_Text excerpt_

Michigan Attorneys for Criminal, DUI,
and Driver's License Restoration Cases.
DUI in the 35th District Court (Plymouth)
While there is no “good” place to get a DUI, the 35th District Court in Plymouth is as close as one could get to that ideal, at least in terms of fairness. It would be hard to find a lawyer familiar with handling DUI cases in this court who has anything bad to say about it.
The 35th District Court exercises jurisdiction over all criminal and OWI cases brought in the cities of Canton, Northville and Plymouth, as well as Northville Township and Plymouth Township.
Geographically speaking, this a unique area, because part of the City of Northville is actually located in Oakland County and the other part of it in Wayne County. Although the 35th District Court itself is located in Wayne County, it has original jurisdiction over all cases arising in Northville, and handles all misdemeanor cases from there.
Like many places, the cities of Plymouth and Canton share a single school district. Here, instead of operating under the name of only 1 of the cities, it uses the combined name “Plymouth/Canton.”
Consequently, people sometimes refer to everything in the area, including the 35th District Court, as “Plymouth/Canton,” although most lawyers refer to any multi-jurisdictional court by the city of its location (the notable exception being the 52-3 District Court located in Rochester Hills, but almost always called “Rochester”).
Thus, most people will simply call this court “Plymouth.”
3 veteran Judges preside over all the cases in the 35th District Court: Michael Gerou, Ronald Lowe, and James Plakas. Each brings the best combination of intelligence and intelligence to their work, and you simply won’t find a better lineup of jurists anywhere.
While Judges are critically important to how a court functions, they’re not the whole picture. Although sometimes overlooked the attitude of any court’s probation departments can have a huge - if not equal - impact on how people experience and perceive it.
In the real world, a DUI defendant (other than someone in Sobriety Court) will spend less than 10 total minutes standing before the Judge, but will spend hours dealing with his or her probation officer. A good probation officer can make all the difference in the world.
Although probation officers often have a reputation for being “tough” (after all, they are tasked with ensuring people follow the Judge’s orders), the probation department at the 35th District Court is genuinely decent.
Among other ways, this is demonstrated by the way it runs one of the very best Sobriety Court programs anywhere.
This is important. Because our practice deals so extensively with alcohol, both in the context of DUI case, and as Driver’s license restoration lawyers - where the point of each case is proving that the client has given up drinking and is a safe bet to remain sober for good - we know all about the process of getting sober.

_Record set_

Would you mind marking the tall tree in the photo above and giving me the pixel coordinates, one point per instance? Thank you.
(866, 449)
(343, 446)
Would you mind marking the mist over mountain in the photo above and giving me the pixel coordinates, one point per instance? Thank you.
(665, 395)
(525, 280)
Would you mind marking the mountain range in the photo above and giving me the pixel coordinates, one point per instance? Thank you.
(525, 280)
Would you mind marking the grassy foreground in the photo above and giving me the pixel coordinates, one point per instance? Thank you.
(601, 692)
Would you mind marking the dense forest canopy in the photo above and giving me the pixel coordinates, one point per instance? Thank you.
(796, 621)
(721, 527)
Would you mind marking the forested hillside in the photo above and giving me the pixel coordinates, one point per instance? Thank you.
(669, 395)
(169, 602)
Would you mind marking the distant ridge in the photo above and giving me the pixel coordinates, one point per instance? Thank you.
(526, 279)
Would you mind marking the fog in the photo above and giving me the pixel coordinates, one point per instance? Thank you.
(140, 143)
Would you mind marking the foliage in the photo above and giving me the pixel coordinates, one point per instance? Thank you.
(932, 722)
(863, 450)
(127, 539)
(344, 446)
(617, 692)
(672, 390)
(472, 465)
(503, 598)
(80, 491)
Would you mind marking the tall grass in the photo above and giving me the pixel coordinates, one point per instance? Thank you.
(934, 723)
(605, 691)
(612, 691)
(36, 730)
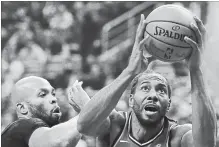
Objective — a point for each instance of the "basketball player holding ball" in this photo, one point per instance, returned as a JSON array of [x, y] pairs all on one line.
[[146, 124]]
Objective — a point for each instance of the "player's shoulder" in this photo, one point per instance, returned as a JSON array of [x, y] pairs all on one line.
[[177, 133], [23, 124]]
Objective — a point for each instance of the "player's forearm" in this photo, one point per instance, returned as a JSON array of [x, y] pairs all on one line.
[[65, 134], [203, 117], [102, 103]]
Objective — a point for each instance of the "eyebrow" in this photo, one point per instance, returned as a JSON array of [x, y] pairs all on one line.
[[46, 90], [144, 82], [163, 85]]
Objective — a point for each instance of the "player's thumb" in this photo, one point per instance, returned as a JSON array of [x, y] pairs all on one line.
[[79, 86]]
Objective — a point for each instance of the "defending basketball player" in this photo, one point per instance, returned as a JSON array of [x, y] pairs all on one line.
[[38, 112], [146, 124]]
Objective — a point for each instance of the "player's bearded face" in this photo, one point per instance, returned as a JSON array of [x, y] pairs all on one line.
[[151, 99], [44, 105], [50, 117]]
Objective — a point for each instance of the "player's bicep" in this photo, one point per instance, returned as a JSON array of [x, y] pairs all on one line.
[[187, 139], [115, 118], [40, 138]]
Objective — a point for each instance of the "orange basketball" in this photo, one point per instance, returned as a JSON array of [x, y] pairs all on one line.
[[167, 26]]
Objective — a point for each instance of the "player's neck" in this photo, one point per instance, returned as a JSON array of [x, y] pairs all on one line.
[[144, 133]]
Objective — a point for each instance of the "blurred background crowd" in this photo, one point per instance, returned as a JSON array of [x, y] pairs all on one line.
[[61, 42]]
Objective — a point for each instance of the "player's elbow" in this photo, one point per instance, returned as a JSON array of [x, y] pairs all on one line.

_Try it_
Reproduce word for word the passage of the 35th District Court text above, starting with "Like many places, the" and going on through "of jurists anywhere.".

_Response to this task_
Like many places, the cities of Plymouth and Canton share a single school district. Here, instead of operating under the name of only 1 of the cities, it uses the combined name “Plymouth/Canton.”
Consequently, people sometimes refer to everything in the area, including the 35th District Court, as “Plymouth/Canton,” although most lawyers refer to any multi-jurisdictional court by the city of its location (the notable exception being the 52-3 District Court located in Rochester Hills, but almost always called “Rochester”).
Thus, most people will simply call this court “Plymouth.”
3 veteran Judges preside over all the cases in the 35th District Court: Michael Gerou, Ronald Lowe, and James Plakas. Each brings the best combination of intelligence and intelligence to their work, and you simply won’t find a better lineup of jurists anywhere.